> **Supplied text**:
++++++
Studio album by Vesyolye Rebyata
- Released: Summer 1974
- Recorded: Spring 1973 – Spring 1974 (original longplay) 1971–1976 (2009 re-issue)
- Studio: Melodiya 3rd and 5th studio State House of Radiobroadcast and Sound Recording, Moscow
- Genre: Pop rock, hard rock, art rock, beat, traditional pop, sunshine pop, psychedelic pop
- Length: 40:56 (original longplay) 69:17 (CD with bonuses)
- Label: Melodiya С60-05459-60
- Producer: Pavel Slobodkin, Alexei Puzyriov, Gennadiy Makeev

Vesyolye Rebyata chronology
| Kak Prekrasen Etot Mir (1972) | Любовь — Огромная Страна (1974) | Pesni Davida Tukhmanova (1975) |

= Lubov' Ogromnaya Strana =

Lubov' Ogromnaya Strana (Love is a Huge Country) is the first long-play studio album by Soviet VIA band Vesyolye Rebyata, recorded on the Soviet monopolist label Melodiya and released in summer 1974. In 2009, the album was re-issued on CD featuring completely remastered tracks with an alternate track-listing and multiple bonus material. The album is considered to be a Soviet rock classics and the best LP of the band.
++++++
> **Problem**:
Which genres does the album entry list for Lubov' Ogromnaya Strana? Answer from the album entry alone.

(Lines from a point annotation set)
++++++
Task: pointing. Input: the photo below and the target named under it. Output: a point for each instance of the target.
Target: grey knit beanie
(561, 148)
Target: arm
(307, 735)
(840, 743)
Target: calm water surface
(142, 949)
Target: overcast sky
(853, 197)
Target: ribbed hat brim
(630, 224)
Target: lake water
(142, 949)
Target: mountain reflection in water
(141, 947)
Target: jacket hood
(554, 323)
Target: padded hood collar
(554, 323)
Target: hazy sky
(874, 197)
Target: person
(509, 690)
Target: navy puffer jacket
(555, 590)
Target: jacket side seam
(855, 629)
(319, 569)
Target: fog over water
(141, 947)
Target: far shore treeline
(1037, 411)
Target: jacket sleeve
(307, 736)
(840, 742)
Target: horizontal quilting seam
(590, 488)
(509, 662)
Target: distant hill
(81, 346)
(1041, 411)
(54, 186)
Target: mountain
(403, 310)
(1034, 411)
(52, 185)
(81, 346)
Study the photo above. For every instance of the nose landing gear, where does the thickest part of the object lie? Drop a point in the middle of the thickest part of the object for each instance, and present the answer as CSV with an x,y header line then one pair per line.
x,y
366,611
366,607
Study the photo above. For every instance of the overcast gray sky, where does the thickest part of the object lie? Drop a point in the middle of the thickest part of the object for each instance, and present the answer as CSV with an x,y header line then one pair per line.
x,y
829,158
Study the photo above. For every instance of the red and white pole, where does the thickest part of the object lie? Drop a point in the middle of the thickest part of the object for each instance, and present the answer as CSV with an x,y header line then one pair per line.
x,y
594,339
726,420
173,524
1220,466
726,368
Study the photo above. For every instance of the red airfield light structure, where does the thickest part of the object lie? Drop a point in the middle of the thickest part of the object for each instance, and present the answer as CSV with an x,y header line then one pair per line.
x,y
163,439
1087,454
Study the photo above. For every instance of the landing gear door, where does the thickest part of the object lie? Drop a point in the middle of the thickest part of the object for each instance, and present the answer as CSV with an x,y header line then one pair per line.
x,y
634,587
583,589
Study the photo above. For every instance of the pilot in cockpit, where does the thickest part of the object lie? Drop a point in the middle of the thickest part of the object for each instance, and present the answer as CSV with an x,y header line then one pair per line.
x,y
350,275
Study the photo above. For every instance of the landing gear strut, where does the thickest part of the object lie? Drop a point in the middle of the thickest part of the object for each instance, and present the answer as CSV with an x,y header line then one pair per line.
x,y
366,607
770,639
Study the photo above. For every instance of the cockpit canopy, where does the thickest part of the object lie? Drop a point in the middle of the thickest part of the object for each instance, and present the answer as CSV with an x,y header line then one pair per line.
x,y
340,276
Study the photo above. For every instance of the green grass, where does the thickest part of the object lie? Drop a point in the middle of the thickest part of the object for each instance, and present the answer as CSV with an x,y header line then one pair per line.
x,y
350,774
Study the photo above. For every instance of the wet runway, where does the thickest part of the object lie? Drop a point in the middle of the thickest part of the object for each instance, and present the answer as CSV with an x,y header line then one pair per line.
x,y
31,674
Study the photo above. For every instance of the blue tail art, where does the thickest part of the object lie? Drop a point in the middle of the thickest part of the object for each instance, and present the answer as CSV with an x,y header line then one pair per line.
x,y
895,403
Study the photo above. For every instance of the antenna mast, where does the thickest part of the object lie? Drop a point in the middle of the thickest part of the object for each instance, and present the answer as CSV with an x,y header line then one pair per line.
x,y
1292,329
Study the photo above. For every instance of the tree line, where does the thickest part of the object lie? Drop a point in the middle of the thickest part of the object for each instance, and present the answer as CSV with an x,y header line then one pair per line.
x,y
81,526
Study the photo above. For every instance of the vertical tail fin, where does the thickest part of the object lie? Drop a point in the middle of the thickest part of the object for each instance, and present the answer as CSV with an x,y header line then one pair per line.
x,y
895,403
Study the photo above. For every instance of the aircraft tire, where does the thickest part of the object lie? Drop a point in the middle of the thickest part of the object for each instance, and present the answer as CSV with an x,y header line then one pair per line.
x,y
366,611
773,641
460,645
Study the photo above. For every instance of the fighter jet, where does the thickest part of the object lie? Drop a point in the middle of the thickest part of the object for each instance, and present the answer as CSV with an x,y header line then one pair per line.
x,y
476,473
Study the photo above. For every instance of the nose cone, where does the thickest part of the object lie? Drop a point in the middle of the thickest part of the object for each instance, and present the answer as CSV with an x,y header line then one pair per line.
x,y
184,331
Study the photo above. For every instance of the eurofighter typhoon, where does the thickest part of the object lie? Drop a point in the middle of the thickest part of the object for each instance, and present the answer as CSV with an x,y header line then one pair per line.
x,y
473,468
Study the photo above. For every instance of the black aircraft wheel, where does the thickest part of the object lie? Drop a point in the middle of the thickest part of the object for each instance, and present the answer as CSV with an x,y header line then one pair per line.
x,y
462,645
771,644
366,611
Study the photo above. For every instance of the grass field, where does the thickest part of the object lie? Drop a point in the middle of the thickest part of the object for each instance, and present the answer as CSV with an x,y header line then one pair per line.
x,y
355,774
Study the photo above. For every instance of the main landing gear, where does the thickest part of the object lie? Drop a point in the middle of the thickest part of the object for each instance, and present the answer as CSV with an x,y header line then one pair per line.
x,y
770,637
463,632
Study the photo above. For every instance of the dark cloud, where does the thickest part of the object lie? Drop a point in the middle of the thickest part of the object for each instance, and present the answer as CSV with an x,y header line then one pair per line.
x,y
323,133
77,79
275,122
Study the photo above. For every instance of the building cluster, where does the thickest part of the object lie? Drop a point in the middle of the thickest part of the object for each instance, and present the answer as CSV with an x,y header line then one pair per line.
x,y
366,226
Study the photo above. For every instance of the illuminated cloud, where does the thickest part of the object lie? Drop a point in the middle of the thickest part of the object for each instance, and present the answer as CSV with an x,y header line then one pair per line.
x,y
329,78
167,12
++++++
> **Task solution**:
Pop rock, hard rock, art rock, beat, traditional pop, sunshine pop, psychedelic pop